Su objetivo: Transcriba sin cambios el fragmento de la fuente que empieza con "La encrucijada está" y continúa hasta "cultural y territorial.", ambos incluidos.

Una complejidad que no puede resolverse a la británica, con referéndum escocés incluido, no solo porque en España la descentralización administrativa es mayor, sino porque, en cambio, allí nadie discute y es fácil de visualizar la existencia de varias naciones dentro del Estado.

La encrucijada está ahí: o se endurece el discurso centralizador, tensando las cuerdas del modelo radial y poniendo a prueba su punto de ruptura, o se despliega el instrumental de un pluralismo ideológico, cultural y territorial.

El presidente valenciano se apunta a la segunda opción, que conduce en algún momento a una reforma constitucional a la que hay que ir abriendo paso con la práctica institucional.

Por eso Puig se ha entrevistado, en algunos casos varias veces durante sus dos primeros años de gobierno, con presidentes como los de Aragón, Andalucía y Baleares, de su propio partido, o como los de Murcia, Cataluña y ahora el País Vasco, del PP y nacionalistas, respectivamente. No ha esperado a verse las caras con ellos en la conferencia de presidentes o alguna celebración oficial. Las agendas de sus reuniones, como las de sus consellers en encuentros de trabajo con homólogos de otros gobiernos,  tienen una orientación transversal e incluyen asuntos como el Corredor Mediterráneo, la reforma de la financiación autonómica o la redistribución competencial. Sabe que hay una geopolítica pendiente sobre el mapa de la crisis del sistema político español a la que intenta contribuir, de momento, con más ahínco que reconocimiento.

Datos extraídos:
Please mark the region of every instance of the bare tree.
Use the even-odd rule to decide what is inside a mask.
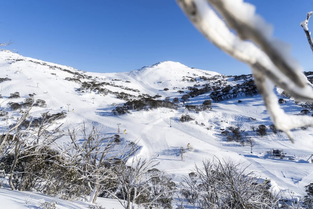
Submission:
[[[9,185],[12,190],[17,189],[13,181],[14,175],[19,173],[15,170],[18,162],[26,158],[48,154],[41,150],[47,149],[64,135],[59,131],[62,124],[53,128],[54,124],[51,118],[44,117],[37,128],[32,128],[31,120],[26,123],[28,125],[26,127],[23,127],[22,125],[27,121],[31,108],[29,107],[6,134],[0,138],[0,161],[8,154],[14,158],[8,172]]]
[[[226,0],[177,1],[206,38],[250,66],[258,91],[278,129],[286,133],[293,142],[291,129],[305,126],[313,127],[313,118],[287,115],[277,103],[278,98],[273,91],[275,85],[296,99],[310,102],[313,102],[313,89],[301,68],[291,61],[294,60],[291,55],[282,53],[281,49],[285,44],[278,43],[269,34],[270,27],[255,14],[254,7],[239,1],[235,3]]]
[[[168,183],[168,179],[156,172],[155,167],[159,163],[152,159],[143,159],[137,158],[136,154],[129,155],[125,161],[115,163],[116,166],[110,170],[113,177],[110,179],[118,185],[118,192],[106,191],[126,209],[132,209],[136,205],[146,209],[152,206],[162,208],[161,206],[164,205],[165,201],[176,190],[172,183]],[[167,183],[165,183],[164,180]]]
[[[183,177],[181,192],[196,207],[210,209],[277,208],[278,200],[247,167],[215,158]]]
[[[255,143],[255,141],[254,139],[250,137],[249,137],[246,140],[246,142],[249,144],[249,146],[251,147],[251,153],[252,153],[252,147],[254,146],[254,144]]]
[[[270,125],[269,126],[269,127],[274,133],[274,134],[277,134],[277,129],[276,129],[276,127],[275,126],[275,125],[274,124]]]
[[[70,140],[61,148],[61,154],[65,155],[68,165],[64,165],[77,170],[90,190],[89,201],[95,203],[100,185],[107,178],[107,164],[121,152],[113,148],[113,137],[105,137],[95,126],[88,131],[83,123],[81,128],[68,129]]]
[[[313,12],[309,12],[306,13],[306,18],[305,20],[302,21],[300,23],[300,25],[303,29],[304,33],[305,34],[305,36],[308,39],[308,41],[309,42],[309,44],[311,47],[311,50],[313,52],[313,41],[312,41],[312,38],[311,37],[311,33],[309,31],[309,28],[308,28],[308,24],[309,23],[309,20],[312,15]]]

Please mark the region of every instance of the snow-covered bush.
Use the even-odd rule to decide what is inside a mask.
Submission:
[[[12,94],[10,94],[10,97],[9,97],[9,98],[19,98],[20,97],[19,96],[19,92],[15,92]]]
[[[54,200],[52,201],[46,201],[44,199],[40,200],[37,203],[38,209],[55,209],[58,202]]]
[[[96,204],[95,205],[90,205],[88,206],[88,208],[90,209],[105,209],[105,208],[103,207],[98,204]]]
[[[185,114],[182,115],[180,117],[179,120],[181,122],[187,122],[194,120],[194,118],[192,118],[191,116],[188,114]]]
[[[240,163],[205,160],[183,176],[181,193],[195,208],[278,208],[277,199]]]

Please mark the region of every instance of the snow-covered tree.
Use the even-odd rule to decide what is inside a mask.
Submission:
[[[114,138],[105,137],[93,126],[88,131],[83,123],[81,128],[68,129],[70,139],[61,148],[61,154],[67,159],[67,165],[81,175],[90,191],[89,201],[95,203],[100,185],[108,175],[106,167],[110,160],[121,152],[115,148]]]
[[[313,127],[312,117],[287,115],[277,102],[278,98],[273,91],[275,85],[296,99],[310,102],[313,102],[313,88],[301,68],[283,49],[285,44],[272,37],[271,26],[255,13],[254,6],[242,0],[177,1],[206,38],[251,68],[259,92],[278,129],[293,141],[291,129]],[[308,13],[301,23],[306,34],[309,34],[307,24],[312,13]]]
[[[32,124],[33,120],[31,118],[28,121],[27,118],[31,108],[31,107],[29,107],[15,124],[10,126],[6,133],[0,137],[0,162],[3,163],[4,159],[8,156],[11,158],[11,160],[6,160],[6,162],[10,163],[7,172],[9,185],[12,190],[20,189],[16,186],[20,185],[21,183],[18,179],[19,173],[27,172],[16,170],[19,162],[28,158],[40,158],[43,155],[49,155],[49,153],[42,150],[49,149],[53,143],[64,135],[59,131],[62,125],[54,126],[52,123],[53,118],[51,117],[44,116],[41,118],[39,125],[33,128]],[[25,124],[26,124],[26,126]],[[13,182],[18,183],[14,184]]]
[[[239,163],[217,158],[203,163],[203,167],[196,165],[183,177],[181,184],[181,192],[195,208],[278,208],[277,199]]]
[[[146,209],[153,206],[171,208],[168,202],[175,190],[175,184],[164,173],[156,171],[155,167],[159,163],[155,160],[137,158],[134,154],[124,160],[115,161],[110,179],[117,185],[117,190],[107,191],[125,209],[132,209],[136,205]]]

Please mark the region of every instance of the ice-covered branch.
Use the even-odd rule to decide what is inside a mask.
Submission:
[[[313,101],[313,88],[301,68],[286,52],[287,46],[272,37],[271,26],[255,13],[254,6],[242,0],[177,1],[207,39],[253,69],[259,92],[278,128],[292,140],[290,129],[303,123],[313,127],[312,120],[307,118],[297,118],[296,121],[292,121],[279,106],[274,104],[278,100],[273,91],[274,84],[296,99],[308,101]],[[238,36],[230,28],[234,29]]]
[[[309,12],[306,13],[306,19],[301,22],[300,25],[302,27],[304,30],[304,33],[305,34],[305,36],[306,36],[308,39],[308,41],[309,41],[309,44],[310,44],[310,47],[311,47],[311,50],[313,52],[313,41],[312,41],[312,38],[311,37],[311,33],[309,32],[309,28],[308,28],[308,23],[309,23],[309,20],[311,16],[312,15],[313,12]]]

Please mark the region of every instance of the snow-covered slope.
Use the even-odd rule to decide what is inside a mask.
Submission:
[[[177,181],[180,180],[182,175],[189,172],[195,163],[199,165],[203,159],[214,156],[240,161],[243,165],[250,164],[249,168],[262,177],[270,178],[280,187],[300,195],[304,195],[304,186],[313,181],[313,165],[306,161],[313,153],[312,129],[293,130],[294,144],[283,133],[274,134],[269,130],[267,136],[258,136],[251,126],[263,124],[267,127],[272,124],[259,96],[242,96],[213,102],[212,111],[199,112],[188,111],[182,107],[177,110],[160,108],[148,111],[130,111],[130,113],[123,115],[114,115],[111,112],[116,105],[126,102],[116,98],[116,92],[124,92],[135,99],[145,94],[158,95],[158,99],[168,97],[172,101],[175,97],[180,100],[184,93],[189,91],[188,86],[201,88],[208,82],[213,85],[218,82],[233,86],[240,82],[218,73],[167,61],[130,72],[96,73],[3,51],[0,52],[0,78],[6,77],[11,80],[0,83],[1,107],[9,102],[23,102],[29,94],[34,93],[35,100],[45,101],[47,107],[34,107],[32,114],[34,117],[47,111],[51,114],[65,112],[66,117],[59,122],[64,123],[64,127],[78,125],[84,121],[86,124],[93,122],[101,127],[102,131],[109,134],[116,134],[117,124],[121,123],[121,130],[126,129],[126,134],[122,136],[122,143],[140,139],[138,154],[155,157],[160,162],[159,168],[175,175]],[[84,82],[102,82],[100,87],[105,89],[106,93],[83,89],[81,84]],[[280,89],[276,90],[281,92]],[[178,90],[184,92],[180,94]],[[19,92],[20,98],[9,98],[10,94],[15,92]],[[191,98],[187,102],[201,104],[210,99],[209,94]],[[242,102],[238,103],[239,99]],[[285,99],[286,102],[281,105],[289,114],[298,113],[303,109],[292,100]],[[182,104],[178,104],[181,106]],[[18,117],[16,111],[9,112],[7,118],[9,123]],[[195,120],[182,123],[180,117],[187,113]],[[0,121],[0,125],[2,129],[6,128],[5,119]],[[255,139],[253,153],[249,146],[243,147],[237,142],[227,142],[221,134],[231,126],[240,127],[247,133],[246,136]],[[188,143],[194,151],[188,151],[182,161],[179,149],[186,148]],[[283,149],[287,156],[295,160],[270,158],[266,151],[271,148]]]

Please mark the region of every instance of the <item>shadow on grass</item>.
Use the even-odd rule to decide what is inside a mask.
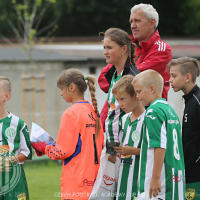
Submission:
[[[24,163],[30,200],[60,200],[62,165],[58,161],[41,159]]]

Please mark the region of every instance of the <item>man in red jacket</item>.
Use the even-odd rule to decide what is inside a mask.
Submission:
[[[157,30],[159,16],[157,11],[150,4],[138,4],[132,7],[130,14],[130,25],[132,41],[136,44],[136,64],[140,71],[153,69],[161,74],[164,79],[164,88],[162,97],[167,99],[169,91],[169,70],[167,64],[172,59],[171,47],[160,39]],[[108,92],[109,84],[105,74],[112,65],[108,64],[101,70],[98,78],[100,88]],[[107,101],[101,112],[102,124],[107,117]]]

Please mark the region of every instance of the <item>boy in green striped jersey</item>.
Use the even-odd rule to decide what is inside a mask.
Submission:
[[[162,99],[163,78],[146,70],[133,79],[137,97],[144,106],[138,178],[138,194],[148,192],[162,200],[185,199],[185,166],[181,125],[172,107]]]
[[[140,139],[145,109],[136,98],[132,85],[133,78],[132,75],[123,76],[112,89],[120,108],[127,113],[122,118],[120,132],[122,135],[119,135],[122,146],[114,147],[115,151],[121,154],[117,200],[132,200],[137,196],[140,154],[137,145]]]
[[[32,159],[29,132],[22,119],[6,111],[10,98],[11,82],[0,76],[0,200],[29,200],[22,167],[25,160]]]

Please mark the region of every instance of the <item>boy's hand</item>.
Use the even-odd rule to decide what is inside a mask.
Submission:
[[[113,147],[114,150],[121,154],[122,156],[126,157],[126,156],[131,156],[131,148],[130,146],[119,146],[119,147]]]
[[[46,142],[31,142],[31,146],[35,149],[37,156],[45,154]]]
[[[116,162],[116,155],[114,154],[111,154],[109,157],[108,157],[108,160],[112,163],[115,163]]]
[[[161,192],[160,178],[152,177],[149,188],[149,198],[151,199],[152,195],[154,197],[158,196],[159,192]]]

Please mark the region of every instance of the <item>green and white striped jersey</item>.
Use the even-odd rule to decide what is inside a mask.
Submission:
[[[22,153],[29,160],[32,159],[27,125],[22,119],[12,113],[0,120],[0,144],[8,145],[10,147],[9,151],[15,155]]]
[[[161,171],[162,200],[185,199],[185,166],[181,140],[181,125],[177,114],[165,99],[151,103],[142,126],[140,152],[139,194],[149,191],[154,166],[154,149],[166,149]]]
[[[138,146],[144,115],[145,112],[133,122],[130,121],[131,113],[122,117],[122,144],[124,146]],[[128,158],[121,156],[117,200],[132,200],[137,196],[138,171],[139,156],[131,155]]]
[[[118,101],[112,94],[112,88],[115,83],[122,78],[122,73],[115,78],[116,72],[113,74],[111,85],[108,91],[108,115],[105,121],[106,139],[108,142],[119,142],[119,120],[124,116],[125,112],[119,107]]]

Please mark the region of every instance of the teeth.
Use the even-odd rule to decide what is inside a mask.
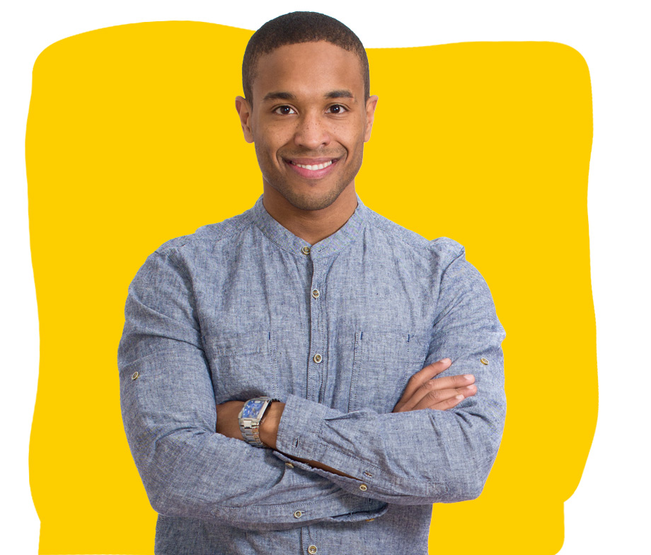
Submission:
[[[333,161],[330,160],[328,162],[325,162],[324,164],[318,164],[316,166],[310,166],[309,164],[294,164],[294,166],[298,166],[299,168],[305,168],[306,170],[311,170],[314,171],[315,170],[322,170],[323,168],[327,168],[328,166],[332,165]]]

Solución de la tarea:
La encrucijada está ahí: o se endurece el discurso centralizador, tensando las cuerdas del modelo radial y poniendo a prueba su punto de ruptura, o se despliega el instrumental de un pluralismo ideológico, cultural y territorial.